• **Excerpt to read**:
----------

To date, no clear-cut number two has emerged from a field of coffee-centric concepts that has exponentially expanded since the 1990s. By Marilyn Odesser-Torpey

Not just for yuppies anymore, premium coffee’s appeal has broadened to encompass a wide range of age, income, occupation, and residential demographics. In fact, in November 2004, Convenience Store Decisions magazine reported a conversation overheard at a Pennsylvania Wawa convenience store in which a construction worker asked the store manager, “So, why don’t you sell eggnog cappuccino?”
The rising popularity of java and all its accoutrements has convinced a growing number of retailers from sectors ranging from doughnut shops and convenience stores to supermarkets and big box merchandisers to gear up (literally with bean roasters and espresso machines) to vie for a piece of the action.
The entrance of these new players and the growth of traditional coffeehouse chains means that the coffee game as we knew it has changed forever. Starbucks will certainly remain top dog among coffee purveyors. But who is next in line? Is it Caribou with its with over 300 domestic units or 7-Eleven with its almost 6,000? The answer depends on how you define a market leader and whom you ask.
The Field
Historically, the coffee segment has been dominated by independent neighborhood coffee houses, tiny mom and pop operations with cozy living room atmospheres (complete with newspapers strewn on the sofa or coffee table) where locals would meet, hang out, and sip the morning or afternoon away. Apparently we still like our homey comforts with our coffee because independents (one-to-three-unit operations) still make up 57 percent of the specialty coffee market. Microchains, with four to nine units, comprise another 3 percent.
The Starbucks-led chains (10-plus units) account for 40 percent of the market. And the successful pay as much attention to their ambience as they do to their beans. Caribou, for example, designed its sit-down stores to resemble a mountain ski lodge with a fireplace.
“Many of the competitors in the coffee segment are Starbucks look-alikes; if you take the store’s signage down, it would be hard to tell the difference,” says Caribou CEO Michael Coles. “Our goal at Caribou is to give our guests a five-minute vacation, even if they just come in for coffee-to-go, we want that coffee to trigger images of our fireplace and our relaxing surroundings.”
In terms of number of units, Caribou has grounds to call itself “the nation’s second largest non-franchised specialty coffee company.” But the company isn’t resting on its laurels, or its $160 million 2004 revenues.
Up until now, Caribou has taken its brand eastward from its home base of Minneapolis, Minnesota, opening stores in a total of 11 states. But that’s about to change as the brand gets a foothold in the west, with the addition of 12 stores in Denver, says Coles. Caribou has also targeted four other new markets for expansion.
Markets where the brand is already established will also be getting additional units. With the opening of as many as 100 units in 2005, Cole expects Caribou’s revenues to well exceed $200 million by year’s end with locations in 15 states and D.C. In 2006, the goal is 20 states.
But, Coles insists, Caribou is in no race to play catch-up with Starbucks for world domination.
“Starbucks has done us a big favor by taking big off the table, so we can just concentrate on being the best coffee company we can be,” he says. “We’re looking to maintain a pattern of 30 percent growth as long as we can maintain our current product and service standards.”
But there’s one new challenger who isn’t pulling any punches about its global aspirations—and his eye on Starbucks leadership position. Last September, Juan Valdez, the mustachioed commercial icon, threw his famous sombrero into the ring, with the U.S. launch of an eponymous chain of cafes operated by the 560,000-member National Federation of Coffee Growers of Colombia.

----------

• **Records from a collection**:
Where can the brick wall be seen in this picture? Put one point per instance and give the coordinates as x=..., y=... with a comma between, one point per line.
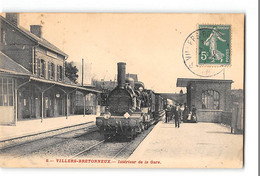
x=16, y=46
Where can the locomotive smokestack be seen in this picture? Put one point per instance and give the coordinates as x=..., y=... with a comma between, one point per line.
x=121, y=74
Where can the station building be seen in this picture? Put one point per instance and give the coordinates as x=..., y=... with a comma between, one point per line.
x=211, y=97
x=33, y=84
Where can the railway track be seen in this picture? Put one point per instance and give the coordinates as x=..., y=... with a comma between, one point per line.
x=61, y=137
x=87, y=151
x=110, y=150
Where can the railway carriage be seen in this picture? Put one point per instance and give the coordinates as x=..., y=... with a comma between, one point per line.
x=130, y=108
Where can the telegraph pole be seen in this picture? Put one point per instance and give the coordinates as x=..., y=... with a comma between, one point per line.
x=82, y=83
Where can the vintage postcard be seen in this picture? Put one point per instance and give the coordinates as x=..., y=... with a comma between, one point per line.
x=122, y=90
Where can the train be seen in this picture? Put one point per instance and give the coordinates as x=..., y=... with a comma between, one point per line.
x=130, y=108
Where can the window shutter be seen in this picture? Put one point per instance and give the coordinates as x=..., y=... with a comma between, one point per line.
x=38, y=67
x=58, y=72
x=61, y=75
x=49, y=70
x=44, y=69
x=53, y=71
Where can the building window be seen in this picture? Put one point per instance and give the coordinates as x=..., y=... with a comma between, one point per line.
x=6, y=92
x=210, y=99
x=3, y=35
x=59, y=72
x=43, y=68
x=51, y=70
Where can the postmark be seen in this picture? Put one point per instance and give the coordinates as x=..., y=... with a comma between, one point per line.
x=206, y=51
x=214, y=45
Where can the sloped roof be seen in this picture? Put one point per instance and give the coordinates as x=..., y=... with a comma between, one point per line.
x=40, y=41
x=10, y=66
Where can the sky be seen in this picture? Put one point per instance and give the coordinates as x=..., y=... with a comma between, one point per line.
x=150, y=44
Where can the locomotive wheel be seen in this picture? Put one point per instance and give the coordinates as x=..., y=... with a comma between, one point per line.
x=107, y=137
x=142, y=127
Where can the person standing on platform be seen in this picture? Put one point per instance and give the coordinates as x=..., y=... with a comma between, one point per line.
x=168, y=114
x=177, y=117
x=193, y=114
x=185, y=112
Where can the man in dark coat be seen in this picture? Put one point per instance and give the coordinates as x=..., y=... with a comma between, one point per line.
x=177, y=116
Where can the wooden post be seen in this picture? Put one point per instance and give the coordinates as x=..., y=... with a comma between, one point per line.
x=16, y=104
x=42, y=108
x=67, y=107
x=84, y=104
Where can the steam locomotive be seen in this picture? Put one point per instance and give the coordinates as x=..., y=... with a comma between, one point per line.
x=130, y=108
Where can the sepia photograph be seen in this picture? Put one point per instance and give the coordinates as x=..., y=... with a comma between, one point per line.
x=122, y=90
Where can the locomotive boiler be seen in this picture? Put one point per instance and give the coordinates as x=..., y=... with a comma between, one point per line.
x=130, y=108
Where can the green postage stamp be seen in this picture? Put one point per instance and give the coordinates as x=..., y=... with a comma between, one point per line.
x=214, y=45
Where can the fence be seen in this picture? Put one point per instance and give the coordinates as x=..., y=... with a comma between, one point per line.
x=233, y=119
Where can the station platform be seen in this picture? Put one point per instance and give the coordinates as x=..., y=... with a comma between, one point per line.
x=32, y=127
x=193, y=145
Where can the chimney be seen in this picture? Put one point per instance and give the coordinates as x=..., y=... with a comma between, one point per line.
x=13, y=18
x=121, y=69
x=36, y=30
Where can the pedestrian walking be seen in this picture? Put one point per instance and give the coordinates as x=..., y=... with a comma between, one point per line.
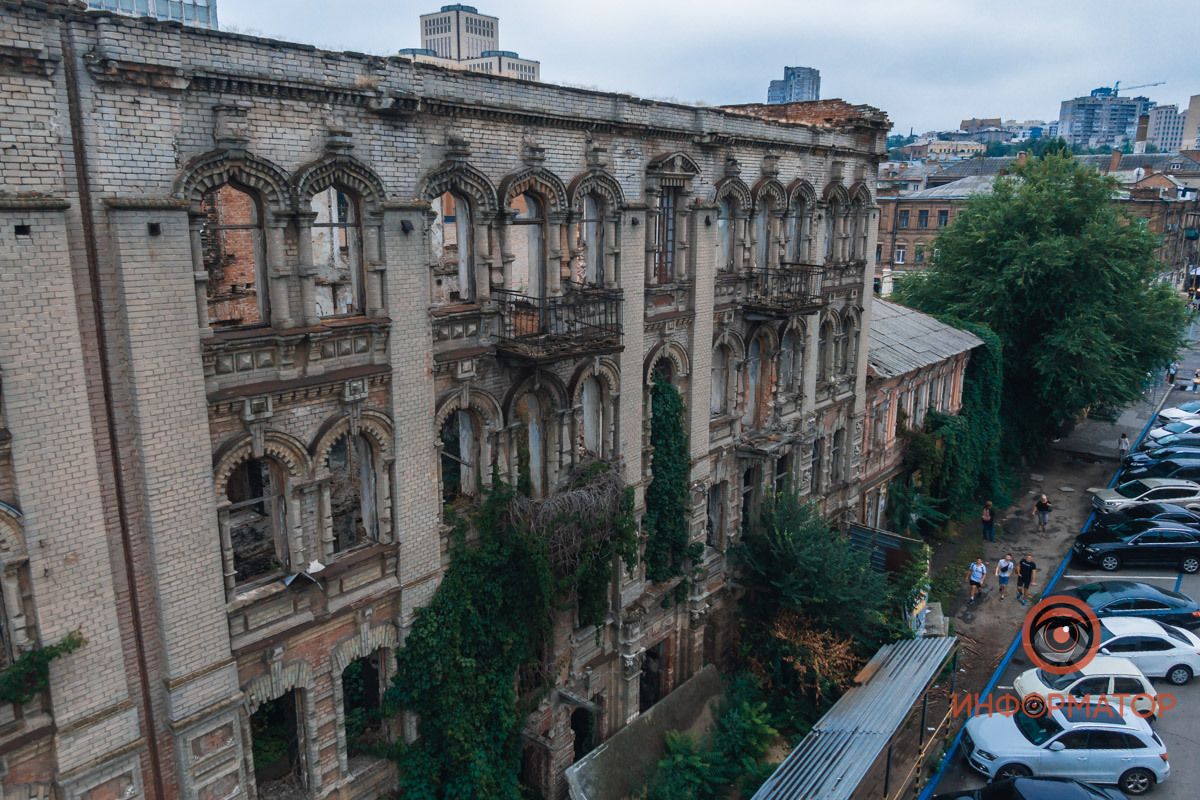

----------

• **Work to do**:
1) According to the article on coffee chains, what percentage of the specialty coffee market do independents make up?
2) Write the next part of the article on coffee chains, picking up right after its last sentence.
The lines of this collection are separate material, unrelated to the article on coffee chains.

• **Answers to the problems**:
1) 57 percent

2)
“Many of the competitors in the coffee segment are Starbucks look-alikes; if you take the store’s signage down, it would be hard to tell the difference.”
The first Juan Valdez Café, another version of the coffee comfort zone, opened in Colombia late in 2002 and 11 more have sprung up there since. At least 300 more global locations are in the works, with the operators forecasting sales of $350 million by 2007. According to a company press release, all retail profits will go back to the farmers to improve life in Colombian coffee-growing regions. Like Starbucks, the Federation intends to help fuel this rapid growth by taking their company public on the Colombian Stock Exchange. (Starbucks had 16551 locations when it made its initial public offering on NASDQ in 1992.)
Juan has to move quickly because, with about 2,600 international units and well-publicized plans to more than triple its current total of 8,700 locations in the foreseeable future, Starbucks is already way ahead in terms of global domination. In 2003, the company further expanded its specialty coffee profile with the acquisition of Seattle’s Best Coffee chain, which currently has close to 80 company-owned and franchised units in the U.S. and Canada. In a recently signed licensing agreement, the Starbucks Corporation agreed to open 400 Seattle’s Best cafes in more than 400 existing Borders Books & Music stores in the continental U.S. and Alaska, and within new stores as they are opened.
Is the Colombian newcomer’s ambitious agenda making Caribou feel a bit skittish? Not at all, says Coles, noting that “if competition scares you, you’re in the wrong business.” Not even the big news that giant international retailer Dunkin’ Donuts had taken the plunge into espresso could shake the company’s confidence in its position.
Until its 2002 acquisition by Atlanta-based multi-foodservice-franchisor Raving Brands, PJ’s Coffee was a 25-year-old homebody, sticking close to its New Orleans, Louisiana birthplace as well as its roots. Last February, however, PJ’s emerged as a market contender, armed with a glamorous new look, an innovative concept twist, and a no-holds-barred vision “to become the specialty coffee franchise of choice and the number one coffee concept behind Starbucks Coffee Company,” announced its website. Within three months, the company sold more franchises than it had in the previous five years.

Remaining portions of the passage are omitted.